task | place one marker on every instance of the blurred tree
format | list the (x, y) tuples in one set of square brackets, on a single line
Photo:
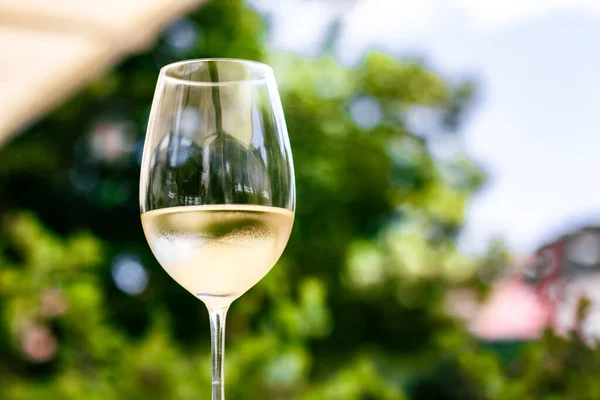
[(354, 310)]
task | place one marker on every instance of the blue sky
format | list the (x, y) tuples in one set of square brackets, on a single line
[(535, 125)]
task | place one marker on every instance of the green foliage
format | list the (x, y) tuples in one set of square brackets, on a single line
[(353, 310)]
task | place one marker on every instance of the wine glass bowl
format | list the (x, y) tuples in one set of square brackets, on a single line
[(217, 192)]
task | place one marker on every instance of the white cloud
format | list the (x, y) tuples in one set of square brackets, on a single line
[(495, 14)]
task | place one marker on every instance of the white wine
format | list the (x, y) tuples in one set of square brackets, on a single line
[(218, 252)]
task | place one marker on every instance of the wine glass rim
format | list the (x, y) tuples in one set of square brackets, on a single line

========================================================================

# [Your objective]
Please reproduce every line above word for word, leaving the picture out.

# [Solution]
task | place one marker on every instance of the blurred tree
format | list the (x, y) tuples in one set of square brackets, on a single line
Photo:
[(354, 310)]
task | place one marker on every instance of the blue sky
format | list the (x, y) tuples in one set of square brackets, on a single line
[(535, 125)]
task | place one marker on every instance of the green foliage
format | list the (x, y) tuples in one set of square brackets, on a single line
[(353, 310)]
task | place one marker on every instance of the wine glass bowl
format | list the (x, y) tuples in one set of square brackets, on a single line
[(217, 192)]
task | place one marker on every instance of the white cloud
format | list the (x, y) tuples in one set of square brackets, on a single line
[(495, 14)]
task | place one marker on every instance of the white wine
format | list the (x, y) tuples in one set of square brackets, on a single line
[(218, 252)]
task | place one marker on every instance of the wine glass rim
format | list the (x, y) tuples in one set of square brackets, on a single line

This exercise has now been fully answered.